(Instructions to follow) Repeat every one of the lines below word for word, omitting the pictures.

— START Given information —

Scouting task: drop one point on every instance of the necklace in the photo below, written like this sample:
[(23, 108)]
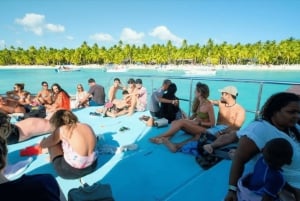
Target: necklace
[(226, 105)]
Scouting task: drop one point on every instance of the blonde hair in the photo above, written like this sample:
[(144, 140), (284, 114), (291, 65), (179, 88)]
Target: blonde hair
[(63, 117), (3, 153)]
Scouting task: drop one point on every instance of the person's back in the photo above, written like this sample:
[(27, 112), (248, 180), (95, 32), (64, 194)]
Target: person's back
[(41, 187), (266, 181), (97, 92), (71, 146), (82, 139), (168, 110), (154, 104), (141, 96)]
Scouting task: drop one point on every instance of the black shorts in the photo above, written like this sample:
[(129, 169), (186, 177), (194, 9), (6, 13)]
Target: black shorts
[(14, 135), (66, 171)]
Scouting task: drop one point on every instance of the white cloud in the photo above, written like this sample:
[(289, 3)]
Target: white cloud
[(163, 33), (102, 37), (2, 43), (130, 36), (70, 37), (36, 24), (55, 28)]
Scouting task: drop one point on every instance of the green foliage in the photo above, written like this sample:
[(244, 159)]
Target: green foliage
[(269, 52)]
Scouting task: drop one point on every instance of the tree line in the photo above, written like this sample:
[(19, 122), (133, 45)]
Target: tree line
[(264, 53)]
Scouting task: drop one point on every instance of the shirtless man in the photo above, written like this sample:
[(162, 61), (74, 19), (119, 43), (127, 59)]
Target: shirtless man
[(45, 95), (124, 106), (114, 88), (19, 94), (10, 106), (231, 117), (22, 130)]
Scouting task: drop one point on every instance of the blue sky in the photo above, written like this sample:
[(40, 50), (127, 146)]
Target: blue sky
[(68, 23)]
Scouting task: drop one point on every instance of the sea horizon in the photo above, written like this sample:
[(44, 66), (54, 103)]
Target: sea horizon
[(254, 67)]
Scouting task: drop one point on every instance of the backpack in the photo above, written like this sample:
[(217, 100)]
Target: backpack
[(207, 160), (34, 111)]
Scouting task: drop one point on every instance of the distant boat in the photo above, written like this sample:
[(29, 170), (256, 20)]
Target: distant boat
[(116, 70), (66, 69), (200, 72)]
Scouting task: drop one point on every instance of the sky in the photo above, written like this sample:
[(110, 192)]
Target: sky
[(68, 23)]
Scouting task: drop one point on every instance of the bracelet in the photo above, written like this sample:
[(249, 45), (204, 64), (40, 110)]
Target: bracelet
[(232, 188)]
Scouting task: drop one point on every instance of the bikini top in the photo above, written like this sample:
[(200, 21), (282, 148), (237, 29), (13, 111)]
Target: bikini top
[(202, 115), (76, 160)]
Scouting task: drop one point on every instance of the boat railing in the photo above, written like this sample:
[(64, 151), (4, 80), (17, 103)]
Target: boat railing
[(190, 83), (261, 84)]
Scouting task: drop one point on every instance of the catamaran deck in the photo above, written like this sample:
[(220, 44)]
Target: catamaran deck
[(149, 173)]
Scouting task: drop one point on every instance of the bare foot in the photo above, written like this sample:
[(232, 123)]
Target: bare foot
[(156, 140), (208, 148), (172, 147), (150, 122), (231, 153)]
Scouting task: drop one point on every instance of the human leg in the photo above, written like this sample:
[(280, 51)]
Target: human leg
[(188, 126), (221, 140), (32, 127), (55, 151), (174, 147)]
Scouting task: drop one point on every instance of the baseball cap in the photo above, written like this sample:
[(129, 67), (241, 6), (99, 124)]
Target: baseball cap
[(230, 90)]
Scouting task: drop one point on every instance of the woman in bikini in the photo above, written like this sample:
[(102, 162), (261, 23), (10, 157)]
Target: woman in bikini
[(71, 146), (203, 117), (61, 99), (19, 94), (10, 106), (44, 96)]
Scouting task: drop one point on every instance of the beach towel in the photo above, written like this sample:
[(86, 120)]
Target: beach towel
[(13, 171), (207, 160), (95, 192)]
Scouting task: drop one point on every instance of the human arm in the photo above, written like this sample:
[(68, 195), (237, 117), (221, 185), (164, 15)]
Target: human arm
[(211, 117), (245, 151), (51, 140), (239, 119), (215, 102)]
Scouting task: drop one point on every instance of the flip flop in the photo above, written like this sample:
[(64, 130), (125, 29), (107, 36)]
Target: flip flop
[(95, 114), (129, 147), (156, 140), (124, 128)]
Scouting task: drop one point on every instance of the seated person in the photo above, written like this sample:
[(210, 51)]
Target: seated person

— END Given information —

(Task result)
Scouting task: drop one point on every instance of the necklace in the photo below, written like this sample:
[(23, 108)]
Target: necklace
[(226, 105)]
Scouting task: drop one point on every instance of the blonde hair in the photo above, written like this sample:
[(144, 140), (284, 114), (291, 65), (179, 88)]
Target: blonde hair
[(63, 117), (3, 153)]
Scouting task: drop one point on every instance of the person's back in the photo above, written like this sample:
[(27, 112), (248, 180), (95, 32), (64, 194)]
Target: person's back
[(41, 187), (266, 181), (97, 92), (71, 146), (82, 139), (168, 110), (154, 104), (141, 96)]
Scouting task: drop one point on every instance of the black shorts in the photo above, written like this sample:
[(129, 169), (186, 177), (194, 9), (6, 13)]
Target: black shorts
[(14, 135), (66, 171)]
Scouting task: drop one point on every instance of the white cloud in the photo above, written like this sample:
[(289, 3)]
Target: white cloud
[(163, 33), (102, 37), (2, 43), (130, 36), (70, 37), (36, 24), (55, 28)]
Scouting task: drop one point on every instance of the green foliage in the photo above, written like this sample:
[(244, 159)]
Target: green foliage
[(269, 52)]
Scouting task: drop one point on every instance of the tree line in the photo above, written like this sample:
[(19, 122), (133, 45)]
Target: tree line
[(264, 53)]
Scouting task: drop one point on every instance of the shirtless man in the photo above, written like this sample:
[(162, 61), (74, 19), (119, 43), (127, 59)]
Target: shirtless man
[(45, 95), (124, 106), (114, 88), (19, 94), (10, 106), (231, 117), (22, 130)]
Scouting task: drop one point on every instance of the blue sky in the photo above, written like this sample:
[(40, 50), (127, 146)]
Target: blue sky
[(68, 23)]
Scouting task: drop one point on every instance of the sea horizon in the photo above, written like this sample:
[(44, 66), (54, 103)]
Target: sea horizon
[(254, 67)]
Scouting task: drop one point on every instance of the backpack in the photo above, written like this sample:
[(217, 100)]
Target: backpack
[(207, 160), (34, 111)]
Scouting task: drop one point on every instance of the distant boat in the photo above, written like this sample:
[(29, 170), (256, 20)]
Target: distant boat
[(116, 70), (66, 69), (200, 72)]
Scouting task: drop one point on every instance of the sky in the photo above, written like this sample:
[(110, 192)]
Target: sky
[(68, 23)]
Scouting task: drop one point on every instance of the bracelet in the photo above, written like this sample:
[(249, 45), (204, 64), (40, 110)]
Target: bracelet
[(232, 188)]
Scouting task: drop one point on every instance of the bikini top in the photo above, written like this sample:
[(200, 21), (282, 148), (237, 29), (13, 111)]
Target: bikini top
[(202, 115), (76, 160)]
Scouting task: drop one point on every instance of the boat railing in the photo above, written like this sample:
[(64, 151), (4, 80), (17, 103)]
Target: boat railing
[(190, 83), (261, 84)]
Scouting task: drop one point on every instance of the catamaran deck in the photo above, written like this sample:
[(220, 44)]
Target: catamaran deck
[(149, 173)]
Scouting task: drop one point on every instance of the bare foot in the photo above, written like this sample:
[(232, 123)]
Target: bare foot
[(156, 140), (208, 148), (172, 147), (150, 122), (231, 153)]
Scouting task: drop one point on every instance of the human leg in the photo above, written like this sample:
[(280, 51)]
Target: human leg
[(188, 126), (221, 140), (32, 127), (55, 151), (174, 147)]
Scouting task: drop one point on every instance of the baseball cap in the photo above, written like this sample:
[(129, 67), (241, 6), (99, 124)]
Target: baseball cap
[(230, 90)]
Scouting task: drop one point on every instance of the woman in bikini in the photo above, written like this sample:
[(102, 162), (261, 23), (10, 157)]
Target: woman in bikini
[(71, 146), (203, 117), (61, 99), (19, 94), (10, 106), (44, 96)]
Scouting task: drop one point on every instance of the beach towel in the photo above, written like this sample:
[(86, 120)]
Target: beach towel
[(13, 171), (207, 160), (95, 192)]
Scouting task: drop one point on every instance of the human arm in the photo above, written like this sample:
[(68, 195), (237, 117), (221, 185), (164, 15)]
Target: human arm
[(211, 117), (245, 151), (51, 140), (239, 119), (215, 102)]
Scouting task: drop one point on every instance of the flip flop in the photo above, written like this sample:
[(64, 130), (125, 29), (107, 36)]
Target: flip flop
[(95, 114), (129, 147), (156, 140), (124, 128)]
Scouting task: drop one point on every instance of the seated person in the photo above, written like this sample:
[(210, 51)]
Target: seated person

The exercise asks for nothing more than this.